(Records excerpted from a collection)
--------------------------------------------------

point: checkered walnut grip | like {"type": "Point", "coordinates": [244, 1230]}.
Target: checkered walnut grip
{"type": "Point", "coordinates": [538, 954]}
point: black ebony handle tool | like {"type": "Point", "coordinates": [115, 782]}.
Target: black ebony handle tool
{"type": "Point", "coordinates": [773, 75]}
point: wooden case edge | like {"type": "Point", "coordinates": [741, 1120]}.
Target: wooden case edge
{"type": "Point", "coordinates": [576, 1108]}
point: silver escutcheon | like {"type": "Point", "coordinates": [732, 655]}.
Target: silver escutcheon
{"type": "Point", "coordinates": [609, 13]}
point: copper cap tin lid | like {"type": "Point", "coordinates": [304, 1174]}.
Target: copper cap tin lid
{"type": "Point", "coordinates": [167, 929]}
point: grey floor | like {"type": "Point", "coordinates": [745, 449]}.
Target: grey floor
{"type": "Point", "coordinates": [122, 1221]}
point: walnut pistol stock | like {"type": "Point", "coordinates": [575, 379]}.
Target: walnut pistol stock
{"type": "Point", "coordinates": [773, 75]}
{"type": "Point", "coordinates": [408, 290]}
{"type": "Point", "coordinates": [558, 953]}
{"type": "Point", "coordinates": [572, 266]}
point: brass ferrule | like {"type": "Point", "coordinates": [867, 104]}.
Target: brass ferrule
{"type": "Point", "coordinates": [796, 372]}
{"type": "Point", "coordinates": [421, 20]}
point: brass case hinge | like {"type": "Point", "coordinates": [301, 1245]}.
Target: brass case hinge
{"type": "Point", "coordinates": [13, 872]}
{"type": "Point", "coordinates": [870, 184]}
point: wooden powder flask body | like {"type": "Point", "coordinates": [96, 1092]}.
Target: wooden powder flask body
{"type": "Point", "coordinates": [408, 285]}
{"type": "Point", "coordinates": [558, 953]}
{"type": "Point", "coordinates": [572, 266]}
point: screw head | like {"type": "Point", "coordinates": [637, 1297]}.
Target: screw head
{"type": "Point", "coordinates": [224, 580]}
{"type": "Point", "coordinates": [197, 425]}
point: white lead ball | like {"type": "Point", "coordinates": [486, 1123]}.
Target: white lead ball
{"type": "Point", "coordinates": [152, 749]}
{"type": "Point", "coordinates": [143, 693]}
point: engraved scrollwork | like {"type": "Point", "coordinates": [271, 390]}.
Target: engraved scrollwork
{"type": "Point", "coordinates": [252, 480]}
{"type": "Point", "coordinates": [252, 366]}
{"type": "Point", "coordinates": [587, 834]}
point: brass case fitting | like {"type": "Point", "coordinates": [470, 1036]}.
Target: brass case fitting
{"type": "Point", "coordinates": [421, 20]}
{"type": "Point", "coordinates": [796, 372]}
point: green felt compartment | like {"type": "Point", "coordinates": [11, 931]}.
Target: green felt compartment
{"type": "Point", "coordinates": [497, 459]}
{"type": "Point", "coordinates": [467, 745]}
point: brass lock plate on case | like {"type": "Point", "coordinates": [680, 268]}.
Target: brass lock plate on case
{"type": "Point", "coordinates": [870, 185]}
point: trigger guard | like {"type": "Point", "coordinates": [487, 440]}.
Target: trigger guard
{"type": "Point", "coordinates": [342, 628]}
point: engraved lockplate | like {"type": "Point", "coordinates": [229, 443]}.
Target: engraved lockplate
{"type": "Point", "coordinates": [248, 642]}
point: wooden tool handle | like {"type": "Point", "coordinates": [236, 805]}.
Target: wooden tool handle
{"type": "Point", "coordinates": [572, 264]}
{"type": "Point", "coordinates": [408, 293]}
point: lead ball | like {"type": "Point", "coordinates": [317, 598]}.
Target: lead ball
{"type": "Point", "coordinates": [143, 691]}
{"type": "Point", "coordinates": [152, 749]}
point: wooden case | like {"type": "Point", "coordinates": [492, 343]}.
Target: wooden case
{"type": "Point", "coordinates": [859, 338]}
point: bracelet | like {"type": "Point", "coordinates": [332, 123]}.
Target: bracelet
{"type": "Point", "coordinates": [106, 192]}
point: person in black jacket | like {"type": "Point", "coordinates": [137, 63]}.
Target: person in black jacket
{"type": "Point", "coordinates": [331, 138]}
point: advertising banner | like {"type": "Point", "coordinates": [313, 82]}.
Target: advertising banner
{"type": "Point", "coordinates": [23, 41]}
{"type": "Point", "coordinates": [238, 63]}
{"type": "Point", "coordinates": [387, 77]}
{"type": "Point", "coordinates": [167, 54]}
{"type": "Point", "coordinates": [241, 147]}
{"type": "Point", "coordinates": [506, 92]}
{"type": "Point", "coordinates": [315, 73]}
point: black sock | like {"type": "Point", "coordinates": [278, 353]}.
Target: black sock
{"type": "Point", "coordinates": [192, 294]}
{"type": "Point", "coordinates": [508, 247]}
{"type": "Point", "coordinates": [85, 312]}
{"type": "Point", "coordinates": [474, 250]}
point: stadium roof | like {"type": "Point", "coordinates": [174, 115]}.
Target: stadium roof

--------------------------------------------------

§ **WHAT YOU HAVE TO DO**
Once the line with "Target: person in black jacket" is found, write out that line and every one after it through the last line of the records, exactly and with nothing else.

§ **RESPONSE TO THIS TASK**
Target: person in black jacket
{"type": "Point", "coordinates": [331, 138]}
point: advertising banner | like {"type": "Point", "coordinates": [313, 82]}.
Target: advertising banner
{"type": "Point", "coordinates": [23, 41]}
{"type": "Point", "coordinates": [238, 63]}
{"type": "Point", "coordinates": [387, 77]}
{"type": "Point", "coordinates": [167, 54]}
{"type": "Point", "coordinates": [241, 147]}
{"type": "Point", "coordinates": [506, 92]}
{"type": "Point", "coordinates": [315, 73]}
point: black sock | like {"type": "Point", "coordinates": [278, 353]}.
Target: black sock
{"type": "Point", "coordinates": [192, 294]}
{"type": "Point", "coordinates": [508, 247]}
{"type": "Point", "coordinates": [85, 312]}
{"type": "Point", "coordinates": [474, 250]}
point: stadium roof | like {"type": "Point", "coordinates": [174, 115]}.
Target: stadium roof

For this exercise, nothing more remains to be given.